Copy out each record below, exactly as given.
=== Section Start ===
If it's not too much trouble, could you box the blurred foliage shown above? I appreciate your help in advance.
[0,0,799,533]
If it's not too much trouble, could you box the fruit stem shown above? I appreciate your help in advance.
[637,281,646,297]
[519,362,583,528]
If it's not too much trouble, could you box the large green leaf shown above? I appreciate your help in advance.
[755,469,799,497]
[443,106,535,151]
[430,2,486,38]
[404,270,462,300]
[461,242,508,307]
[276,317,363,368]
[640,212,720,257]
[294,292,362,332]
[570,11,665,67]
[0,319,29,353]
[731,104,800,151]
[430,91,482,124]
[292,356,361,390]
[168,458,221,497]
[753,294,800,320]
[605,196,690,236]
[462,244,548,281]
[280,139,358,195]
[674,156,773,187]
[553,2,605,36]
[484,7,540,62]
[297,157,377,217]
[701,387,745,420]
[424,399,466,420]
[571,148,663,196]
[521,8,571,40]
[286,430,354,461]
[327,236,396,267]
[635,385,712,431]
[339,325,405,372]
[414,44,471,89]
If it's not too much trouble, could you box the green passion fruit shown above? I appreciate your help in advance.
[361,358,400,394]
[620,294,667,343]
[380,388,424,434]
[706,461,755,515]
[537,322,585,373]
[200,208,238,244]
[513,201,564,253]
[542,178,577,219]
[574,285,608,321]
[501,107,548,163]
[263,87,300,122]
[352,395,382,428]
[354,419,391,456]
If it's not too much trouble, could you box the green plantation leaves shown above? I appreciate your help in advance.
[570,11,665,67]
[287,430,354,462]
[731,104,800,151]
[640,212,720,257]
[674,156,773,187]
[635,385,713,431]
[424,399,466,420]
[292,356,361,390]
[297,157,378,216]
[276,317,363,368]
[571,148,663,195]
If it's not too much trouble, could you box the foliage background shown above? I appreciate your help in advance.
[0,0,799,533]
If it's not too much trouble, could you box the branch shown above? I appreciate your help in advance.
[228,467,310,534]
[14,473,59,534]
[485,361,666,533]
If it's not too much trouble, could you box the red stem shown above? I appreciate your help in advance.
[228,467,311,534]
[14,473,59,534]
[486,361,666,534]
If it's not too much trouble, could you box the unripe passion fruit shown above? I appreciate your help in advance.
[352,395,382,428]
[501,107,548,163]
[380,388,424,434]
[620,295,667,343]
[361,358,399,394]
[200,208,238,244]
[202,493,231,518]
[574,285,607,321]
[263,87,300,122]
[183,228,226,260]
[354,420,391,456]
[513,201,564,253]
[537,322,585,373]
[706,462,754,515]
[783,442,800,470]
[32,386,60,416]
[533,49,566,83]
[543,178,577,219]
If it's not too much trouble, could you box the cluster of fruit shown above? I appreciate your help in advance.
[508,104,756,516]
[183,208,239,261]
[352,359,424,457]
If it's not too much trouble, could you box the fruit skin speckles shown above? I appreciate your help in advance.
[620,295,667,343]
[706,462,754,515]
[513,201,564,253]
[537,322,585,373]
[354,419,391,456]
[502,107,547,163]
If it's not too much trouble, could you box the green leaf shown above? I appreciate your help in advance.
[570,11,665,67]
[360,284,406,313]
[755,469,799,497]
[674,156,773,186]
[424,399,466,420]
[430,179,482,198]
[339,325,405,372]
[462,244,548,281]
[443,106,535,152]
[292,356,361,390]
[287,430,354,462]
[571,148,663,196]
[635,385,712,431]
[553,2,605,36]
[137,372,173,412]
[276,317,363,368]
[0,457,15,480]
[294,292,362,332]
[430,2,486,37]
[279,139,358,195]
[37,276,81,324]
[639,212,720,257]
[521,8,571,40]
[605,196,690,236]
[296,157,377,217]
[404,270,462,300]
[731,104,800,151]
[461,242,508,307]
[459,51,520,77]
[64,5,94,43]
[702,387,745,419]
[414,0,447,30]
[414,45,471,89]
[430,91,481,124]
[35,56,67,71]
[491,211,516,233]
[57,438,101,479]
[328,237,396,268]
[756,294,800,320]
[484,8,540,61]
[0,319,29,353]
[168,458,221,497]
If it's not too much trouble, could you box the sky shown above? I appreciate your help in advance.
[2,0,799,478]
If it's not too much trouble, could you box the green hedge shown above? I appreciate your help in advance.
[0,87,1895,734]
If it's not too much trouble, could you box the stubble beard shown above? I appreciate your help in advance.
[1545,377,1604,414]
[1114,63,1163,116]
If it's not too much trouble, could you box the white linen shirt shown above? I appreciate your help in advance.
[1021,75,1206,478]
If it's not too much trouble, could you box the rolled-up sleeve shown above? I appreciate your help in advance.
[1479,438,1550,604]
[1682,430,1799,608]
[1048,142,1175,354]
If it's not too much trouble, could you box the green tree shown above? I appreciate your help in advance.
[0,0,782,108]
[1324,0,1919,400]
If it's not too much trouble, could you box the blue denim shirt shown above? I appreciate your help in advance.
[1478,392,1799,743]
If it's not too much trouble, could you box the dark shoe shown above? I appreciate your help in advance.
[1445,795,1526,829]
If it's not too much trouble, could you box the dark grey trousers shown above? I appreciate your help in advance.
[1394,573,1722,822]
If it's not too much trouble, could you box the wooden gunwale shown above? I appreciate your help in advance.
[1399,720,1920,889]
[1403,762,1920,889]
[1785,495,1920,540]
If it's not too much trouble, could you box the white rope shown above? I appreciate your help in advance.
=== Section End ===
## Answer to this exercise
If it's not too much trouble, could you box the blurred foliage shown above? I appreciate your help in advance.
[0,0,799,533]
If it's not too much trouble, could you box the fruit stem shown above? I appreciate your help in advance.
[637,281,646,297]
[519,362,583,528]
If it's not too much trouble, could you box the large green leaf shown above? I appreciate your help in advance.
[755,469,799,497]
[443,106,535,151]
[430,2,486,38]
[404,270,462,300]
[461,242,508,307]
[276,317,363,368]
[640,212,720,257]
[294,292,362,332]
[570,11,665,67]
[0,319,29,353]
[731,104,800,151]
[430,91,482,124]
[292,356,361,390]
[168,458,221,497]
[753,294,800,320]
[605,196,690,236]
[462,244,548,281]
[280,139,358,195]
[674,156,773,187]
[553,2,605,36]
[484,7,540,62]
[297,157,377,217]
[701,387,745,420]
[424,399,466,420]
[571,148,663,196]
[521,8,571,40]
[286,430,354,461]
[327,236,396,267]
[635,385,712,431]
[339,325,405,372]
[414,44,471,89]
If it's not too much trouble, could you box the green passion fruit shown above? I appreciate your help in advance.
[361,358,400,394]
[620,294,667,343]
[380,388,424,434]
[706,461,755,515]
[537,322,585,373]
[200,208,238,244]
[513,201,564,253]
[542,178,577,219]
[574,285,608,321]
[501,107,548,163]
[263,87,300,122]
[352,395,382,428]
[354,419,391,456]
If it's not too much trouble, could you box the green plantation leaves shown above? I appreciate your help in advance.
[570,11,665,67]
[287,430,354,462]
[731,104,800,151]
[640,212,720,257]
[674,156,773,187]
[635,385,713,431]
[424,399,466,420]
[292,356,361,390]
[297,157,378,216]
[276,317,363,368]
[571,148,663,195]
If it's not too much trouble, could you box the foliage background shown above? I appreciate your help in advance.
[0,0,799,533]
If it's not too much trouble, could you box the branch shown above? I appreciate your help in advance.
[228,467,310,534]
[14,473,59,534]
[485,361,666,533]
If it's not too much trouble, could you box the red stem shown above? I appreciate your help in advance.
[228,467,311,534]
[14,473,59,534]
[486,361,666,534]
If it's not too much trouble, could you box the unripe passion fruit shown above? I appreciate your help in advance.
[352,395,382,428]
[501,107,548,163]
[380,388,424,434]
[620,295,667,343]
[361,358,399,394]
[200,208,238,244]
[202,493,231,518]
[574,285,607,321]
[263,87,300,122]
[183,228,226,260]
[354,420,391,456]
[513,201,564,253]
[537,322,585,373]
[706,462,754,515]
[783,442,800,470]
[32,386,60,416]
[533,49,566,83]
[543,178,577,219]
If it's not too much trouble, could you box the cluster of fruit shown above? I appreciate your help in advance.
[508,104,756,516]
[183,208,239,261]
[352,359,424,457]
If it's not too much trouble, could you box the fruit skin speckles shown above? I appreciate your help in advance.
[620,295,667,343]
[706,462,754,515]
[513,201,564,253]
[537,322,585,373]
[354,419,391,456]
[502,107,547,163]
If it's not too much trouble, could you box the green leaf shown above? I appreciate your help in advance.
[570,11,665,67]
[360,284,406,313]
[755,469,799,497]
[674,156,773,186]
[424,399,466,420]
[430,179,482,198]
[339,325,405,372]
[462,244,548,281]
[443,106,535,152]
[292,356,361,390]
[287,430,354,462]
[571,148,663,196]
[635,385,712,431]
[553,2,605,36]
[137,372,173,412]
[276,317,363,368]
[0,457,15,480]
[294,292,362,332]
[430,2,486,37]
[279,139,358,195]
[37,276,81,324]
[639,212,720,257]
[521,8,571,40]
[605,196,690,236]
[296,157,377,217]
[404,270,462,300]
[731,104,800,151]
[461,242,508,307]
[459,51,520,77]
[64,5,94,43]
[702,387,745,419]
[414,0,447,30]
[414,45,471,89]
[430,91,481,124]
[35,56,67,71]
[491,211,516,233]
[57,438,101,479]
[328,237,396,268]
[756,294,800,320]
[484,8,540,61]
[0,319,29,353]
[168,458,221,497]
If it's not too much trouble, could you box the sky shown above? I appreciate your help in advance.
[2,0,799,478]
If it's not too much trouble, could you box the green hedge shown above? I appreciate your help in advance.
[0,87,1895,734]
If it's not too much trouble, could you box the stubble beard shown above? I appreciate your help in advance.
[1545,377,1604,414]
[1114,63,1163,116]
If it's not too much trouble, could you box the white linen shirt shown above? I appreciate your help in advance.
[1021,75,1206,478]
If it's not too much trouble, could you box the rolled-up sleeve shown above? I appreciate your help in advance.
[1479,438,1550,604]
[1682,430,1799,608]
[1048,142,1175,354]
If it's not too much trouble, could you box the green tree shown above? I appreciate your help in advance.
[0,0,782,108]
[1324,0,1919,400]
If it's not too much trouble, could you box the blue denim shirt shown above? I appreciate your help in advance.
[1478,392,1799,743]
If it's not too much trouble, could you box the dark shoe shown above? I appreciate your help in advance.
[1445,795,1526,829]
If it's not too much trouble, could you box the dark grey trousers shown above? I appreciate your help in advance.
[1394,573,1722,822]
If it's not too much trouble, could you box the wooden gunwale shown above? I appreciate your help in advance.
[1399,720,1920,889]
[1403,762,1920,889]
[1785,495,1920,540]
If it's not too much trouble, could you box the white rope shown above? I appreciate your help in advance.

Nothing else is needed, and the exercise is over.